*EXCERPT TO READ*
====

Section 3142(g) sets out the factors courts must consider in deciding whether to release a defendant pending trial. The factors weighing a petitioner's danger to the community include “the nature and circumstances of the offense charged, ” “the history and characteristics of the person, ” including “the person's character, physical and mental condition, family ties, ... community ties, past conduct, history relating to drug or alcohol abuse, [and] criminal history, ” and “the nature and seriousness of the danger to any person or the community that would be posed by the person's release.” Similarly, § 3553(a), which sets forth the factors to consider in initially imposing a sentence, requires the Court to consider:
(1) the nature and circumstances of the offense and the history and characteristics of the defendant; [and]
(2) the need for the sentence imposed-
(A) to reflect the seriousness of the offense, to promote respect for the law, and to provide just punishment for the offense;
(B) to afford adequate deterrence to criminal conduct;
(C) to protect the public from further crimes of the defendant; and
The court must consider all pertinent circumstances, including the §3553(a) factors and possible danger to the community. 18 U.S.C. § 3582(c)(1)(A).
Harper has not demonstrated he will not pose a danger to the community if he was released or that his release comports with the applicable § 3553(a) factors. Harper's underlying conviction and criminal history both indicate he will pose a danger to the community and that he performs poorly under supervision.
As pointed out by the Government, although Harper's final criminal history points resulted in a categorization of I, Harper had numerous previous arrests and convictions. In 1989, he was convicted of Conspiracy to Commit Felony Theft. Harper was sentenced to five (5) years which was suspended and he was placed on probation. This probation was revoked, and the original sentence imposed. The same year, Harper was convicted of simple burglary. He received seven (7) years at hard labor, which was also suspended and he was placed on probation. Again, his probation sentence was revoked and the criminal sentence imposed.

====

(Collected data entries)
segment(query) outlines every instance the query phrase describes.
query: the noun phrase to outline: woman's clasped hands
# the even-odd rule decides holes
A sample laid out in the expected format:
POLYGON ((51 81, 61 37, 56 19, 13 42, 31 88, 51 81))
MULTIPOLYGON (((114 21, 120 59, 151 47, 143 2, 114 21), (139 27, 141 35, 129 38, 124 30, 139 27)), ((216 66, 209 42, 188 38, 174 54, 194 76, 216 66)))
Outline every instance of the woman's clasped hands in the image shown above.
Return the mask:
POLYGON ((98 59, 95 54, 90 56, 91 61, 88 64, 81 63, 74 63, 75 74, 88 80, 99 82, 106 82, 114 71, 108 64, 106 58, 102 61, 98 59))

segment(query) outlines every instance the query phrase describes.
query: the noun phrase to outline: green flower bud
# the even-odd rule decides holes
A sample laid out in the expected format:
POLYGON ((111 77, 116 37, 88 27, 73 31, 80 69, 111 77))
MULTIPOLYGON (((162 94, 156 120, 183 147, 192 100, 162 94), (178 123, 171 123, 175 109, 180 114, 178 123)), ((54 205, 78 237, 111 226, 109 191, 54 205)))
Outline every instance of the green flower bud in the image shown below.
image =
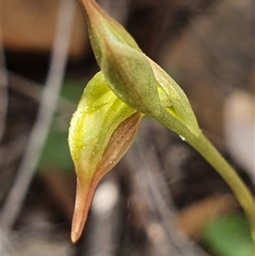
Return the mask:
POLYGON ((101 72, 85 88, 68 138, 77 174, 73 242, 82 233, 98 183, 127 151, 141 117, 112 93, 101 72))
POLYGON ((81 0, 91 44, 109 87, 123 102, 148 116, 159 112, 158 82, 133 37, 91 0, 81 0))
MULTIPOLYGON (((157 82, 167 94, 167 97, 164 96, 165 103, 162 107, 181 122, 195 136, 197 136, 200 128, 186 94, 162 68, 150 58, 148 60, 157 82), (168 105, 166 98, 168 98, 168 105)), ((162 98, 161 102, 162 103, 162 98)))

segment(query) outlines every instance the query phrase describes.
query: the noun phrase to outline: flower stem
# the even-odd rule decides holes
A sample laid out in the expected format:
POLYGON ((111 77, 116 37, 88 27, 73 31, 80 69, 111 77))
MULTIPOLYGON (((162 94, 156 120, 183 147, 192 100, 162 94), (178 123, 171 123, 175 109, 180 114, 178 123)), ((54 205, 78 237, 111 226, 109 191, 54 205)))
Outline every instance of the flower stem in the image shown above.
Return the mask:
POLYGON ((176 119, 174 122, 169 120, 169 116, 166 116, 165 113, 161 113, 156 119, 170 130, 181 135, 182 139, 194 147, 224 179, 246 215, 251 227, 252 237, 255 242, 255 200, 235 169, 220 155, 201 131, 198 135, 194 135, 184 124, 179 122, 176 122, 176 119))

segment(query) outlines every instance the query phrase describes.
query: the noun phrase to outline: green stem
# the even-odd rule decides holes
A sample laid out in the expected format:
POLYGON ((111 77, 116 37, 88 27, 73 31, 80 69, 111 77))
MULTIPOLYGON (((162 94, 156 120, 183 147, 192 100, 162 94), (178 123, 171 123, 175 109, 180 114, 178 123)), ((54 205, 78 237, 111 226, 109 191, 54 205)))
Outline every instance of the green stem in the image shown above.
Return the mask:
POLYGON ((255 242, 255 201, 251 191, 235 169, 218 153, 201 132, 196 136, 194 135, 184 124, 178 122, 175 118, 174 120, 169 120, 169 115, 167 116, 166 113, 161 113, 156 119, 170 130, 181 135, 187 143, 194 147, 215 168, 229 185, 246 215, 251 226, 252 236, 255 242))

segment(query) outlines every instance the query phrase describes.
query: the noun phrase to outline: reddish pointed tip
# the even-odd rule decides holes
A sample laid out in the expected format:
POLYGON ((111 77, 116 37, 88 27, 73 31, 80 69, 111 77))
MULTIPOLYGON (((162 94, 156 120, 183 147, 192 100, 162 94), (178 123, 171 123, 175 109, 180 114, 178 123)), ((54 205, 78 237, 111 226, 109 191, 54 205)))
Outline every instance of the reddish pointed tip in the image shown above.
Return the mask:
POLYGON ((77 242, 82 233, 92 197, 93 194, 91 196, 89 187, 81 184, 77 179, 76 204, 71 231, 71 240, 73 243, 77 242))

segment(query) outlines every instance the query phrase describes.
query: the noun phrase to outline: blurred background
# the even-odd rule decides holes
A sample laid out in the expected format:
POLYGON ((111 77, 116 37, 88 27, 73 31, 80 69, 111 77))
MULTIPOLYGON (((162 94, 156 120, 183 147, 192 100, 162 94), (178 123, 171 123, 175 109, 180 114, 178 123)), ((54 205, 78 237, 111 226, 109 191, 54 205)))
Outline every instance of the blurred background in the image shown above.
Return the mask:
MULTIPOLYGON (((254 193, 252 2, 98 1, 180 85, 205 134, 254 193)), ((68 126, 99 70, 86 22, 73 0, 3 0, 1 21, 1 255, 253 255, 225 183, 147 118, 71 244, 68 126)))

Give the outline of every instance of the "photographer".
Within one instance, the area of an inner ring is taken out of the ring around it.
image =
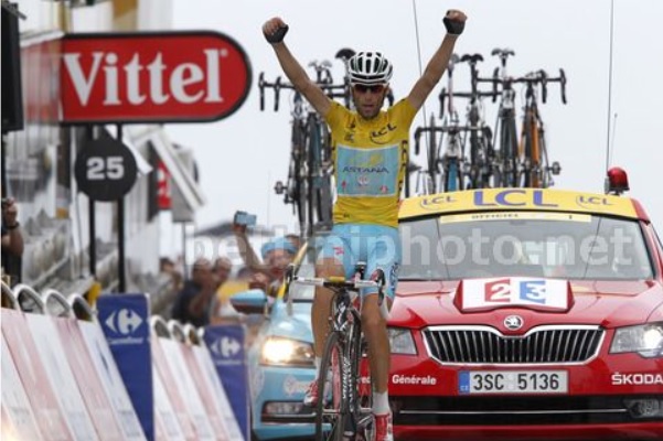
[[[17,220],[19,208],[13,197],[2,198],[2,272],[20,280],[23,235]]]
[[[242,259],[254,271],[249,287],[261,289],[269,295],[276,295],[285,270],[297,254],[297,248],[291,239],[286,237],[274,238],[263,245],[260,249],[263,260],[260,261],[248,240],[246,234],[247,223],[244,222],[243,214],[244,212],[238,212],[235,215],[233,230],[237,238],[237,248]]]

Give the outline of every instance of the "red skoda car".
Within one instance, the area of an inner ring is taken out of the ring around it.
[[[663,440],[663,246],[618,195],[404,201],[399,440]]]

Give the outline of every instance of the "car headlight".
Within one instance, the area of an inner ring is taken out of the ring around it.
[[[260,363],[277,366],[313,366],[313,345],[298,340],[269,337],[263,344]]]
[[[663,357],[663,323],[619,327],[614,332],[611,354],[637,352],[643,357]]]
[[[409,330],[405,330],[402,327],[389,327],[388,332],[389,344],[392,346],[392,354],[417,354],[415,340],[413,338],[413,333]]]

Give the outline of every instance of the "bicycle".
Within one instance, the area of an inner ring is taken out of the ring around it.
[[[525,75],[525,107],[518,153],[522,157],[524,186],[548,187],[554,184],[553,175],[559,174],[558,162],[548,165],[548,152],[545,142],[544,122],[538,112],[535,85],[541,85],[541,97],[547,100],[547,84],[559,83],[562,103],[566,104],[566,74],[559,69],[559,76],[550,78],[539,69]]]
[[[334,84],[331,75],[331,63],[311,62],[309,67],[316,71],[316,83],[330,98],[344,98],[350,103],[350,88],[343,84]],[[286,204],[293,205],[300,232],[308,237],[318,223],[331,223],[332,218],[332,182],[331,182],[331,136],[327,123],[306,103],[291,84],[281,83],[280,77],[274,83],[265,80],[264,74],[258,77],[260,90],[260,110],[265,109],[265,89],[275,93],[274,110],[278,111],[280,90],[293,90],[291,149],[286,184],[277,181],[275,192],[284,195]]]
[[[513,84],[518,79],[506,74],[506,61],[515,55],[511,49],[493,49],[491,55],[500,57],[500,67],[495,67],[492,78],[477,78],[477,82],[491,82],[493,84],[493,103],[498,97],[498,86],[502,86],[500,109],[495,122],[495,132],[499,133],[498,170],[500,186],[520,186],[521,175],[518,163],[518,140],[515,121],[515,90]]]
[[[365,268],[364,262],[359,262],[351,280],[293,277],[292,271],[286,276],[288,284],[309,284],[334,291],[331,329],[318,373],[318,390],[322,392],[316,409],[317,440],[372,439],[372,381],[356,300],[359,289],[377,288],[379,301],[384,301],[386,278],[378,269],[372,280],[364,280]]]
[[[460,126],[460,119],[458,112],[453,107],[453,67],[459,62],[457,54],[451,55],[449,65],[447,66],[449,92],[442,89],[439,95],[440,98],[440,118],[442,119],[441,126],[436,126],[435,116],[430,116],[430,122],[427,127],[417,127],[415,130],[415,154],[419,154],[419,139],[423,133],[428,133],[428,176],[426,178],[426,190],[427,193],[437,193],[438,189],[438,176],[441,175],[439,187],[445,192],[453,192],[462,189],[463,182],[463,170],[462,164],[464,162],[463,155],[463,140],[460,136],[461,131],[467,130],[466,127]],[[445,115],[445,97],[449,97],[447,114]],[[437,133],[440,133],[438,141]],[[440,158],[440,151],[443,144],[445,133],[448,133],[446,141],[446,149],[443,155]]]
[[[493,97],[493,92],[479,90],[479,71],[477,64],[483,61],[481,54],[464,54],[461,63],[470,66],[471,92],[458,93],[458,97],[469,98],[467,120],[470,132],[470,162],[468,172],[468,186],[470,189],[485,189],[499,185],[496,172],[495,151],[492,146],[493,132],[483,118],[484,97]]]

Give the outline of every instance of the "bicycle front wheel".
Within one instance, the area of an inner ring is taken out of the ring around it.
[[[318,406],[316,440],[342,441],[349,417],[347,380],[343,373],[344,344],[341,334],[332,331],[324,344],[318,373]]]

====

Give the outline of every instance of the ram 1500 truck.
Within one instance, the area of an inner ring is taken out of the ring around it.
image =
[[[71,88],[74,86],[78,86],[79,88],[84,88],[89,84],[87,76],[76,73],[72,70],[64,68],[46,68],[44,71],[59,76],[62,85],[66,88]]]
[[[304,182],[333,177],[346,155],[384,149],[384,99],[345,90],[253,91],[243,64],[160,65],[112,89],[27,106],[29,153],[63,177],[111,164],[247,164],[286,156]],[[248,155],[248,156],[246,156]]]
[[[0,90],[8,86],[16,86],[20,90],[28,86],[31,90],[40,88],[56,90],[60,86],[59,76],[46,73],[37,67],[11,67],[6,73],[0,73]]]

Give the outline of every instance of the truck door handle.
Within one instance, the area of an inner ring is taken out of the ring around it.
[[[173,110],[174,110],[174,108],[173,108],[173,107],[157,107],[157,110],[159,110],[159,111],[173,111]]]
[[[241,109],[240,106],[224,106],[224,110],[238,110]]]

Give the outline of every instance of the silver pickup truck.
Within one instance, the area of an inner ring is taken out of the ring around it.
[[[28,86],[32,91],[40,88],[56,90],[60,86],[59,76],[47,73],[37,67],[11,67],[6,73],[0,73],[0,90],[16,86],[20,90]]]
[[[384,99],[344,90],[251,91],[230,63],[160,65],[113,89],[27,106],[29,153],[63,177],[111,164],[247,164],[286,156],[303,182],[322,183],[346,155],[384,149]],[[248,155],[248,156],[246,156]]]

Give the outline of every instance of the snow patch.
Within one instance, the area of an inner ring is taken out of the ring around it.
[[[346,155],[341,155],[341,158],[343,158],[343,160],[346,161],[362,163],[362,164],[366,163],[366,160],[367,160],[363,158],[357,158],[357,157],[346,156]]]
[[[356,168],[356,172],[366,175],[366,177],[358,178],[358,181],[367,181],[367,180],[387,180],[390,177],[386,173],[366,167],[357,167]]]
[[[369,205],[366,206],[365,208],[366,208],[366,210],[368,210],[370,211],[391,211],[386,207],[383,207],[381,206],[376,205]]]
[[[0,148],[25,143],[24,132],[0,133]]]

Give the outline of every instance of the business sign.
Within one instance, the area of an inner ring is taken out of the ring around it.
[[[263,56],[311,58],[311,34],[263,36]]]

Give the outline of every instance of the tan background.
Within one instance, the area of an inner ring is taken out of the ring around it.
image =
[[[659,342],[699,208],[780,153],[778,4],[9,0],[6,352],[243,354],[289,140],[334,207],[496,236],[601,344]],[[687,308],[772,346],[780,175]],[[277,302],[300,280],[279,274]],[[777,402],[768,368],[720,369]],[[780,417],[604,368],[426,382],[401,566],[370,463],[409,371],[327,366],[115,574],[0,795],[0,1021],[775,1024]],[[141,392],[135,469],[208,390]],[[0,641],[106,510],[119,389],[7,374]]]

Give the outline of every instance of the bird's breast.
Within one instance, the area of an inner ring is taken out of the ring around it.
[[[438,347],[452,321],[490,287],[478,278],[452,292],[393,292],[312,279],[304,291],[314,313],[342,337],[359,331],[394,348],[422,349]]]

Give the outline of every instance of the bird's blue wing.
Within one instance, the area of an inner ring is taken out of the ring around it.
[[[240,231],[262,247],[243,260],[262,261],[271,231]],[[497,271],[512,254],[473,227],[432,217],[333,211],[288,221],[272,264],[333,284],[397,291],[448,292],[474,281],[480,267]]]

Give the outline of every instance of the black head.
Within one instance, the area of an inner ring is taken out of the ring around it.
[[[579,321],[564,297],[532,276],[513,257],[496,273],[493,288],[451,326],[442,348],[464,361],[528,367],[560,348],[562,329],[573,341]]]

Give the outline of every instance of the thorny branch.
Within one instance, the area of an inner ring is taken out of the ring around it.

====

*TASK 1*
Can you summarize the excerpt on Harper's release in two sentences?
*TASK 2*
Could you retype the excerpt on Harper's release from "Harper has not" to "poorly under supervision."?

*EXERCISE OUTPUT 1*
In deciding on release, a court must consider all pertinent circumstances, including possible danger to the community under § 3142(g) and the § 3553(a) sentencing factors. Harper has not shown that he would not be a danger or that his release comports with those factors, because his conviction and his criminal history of repeated arrests, convictions, and probation revocations indicate danger and poor performance under supervision.

*EXERCISE OUTPUT 2*
Harper has not demonstrated he will not pose a danger to the community if he was released or that his release comports with the applicable § 3553(a) factors. Harper's underlying conviction and criminal history both indicate he will pose a danger to the community and that he performs poorly under supervision.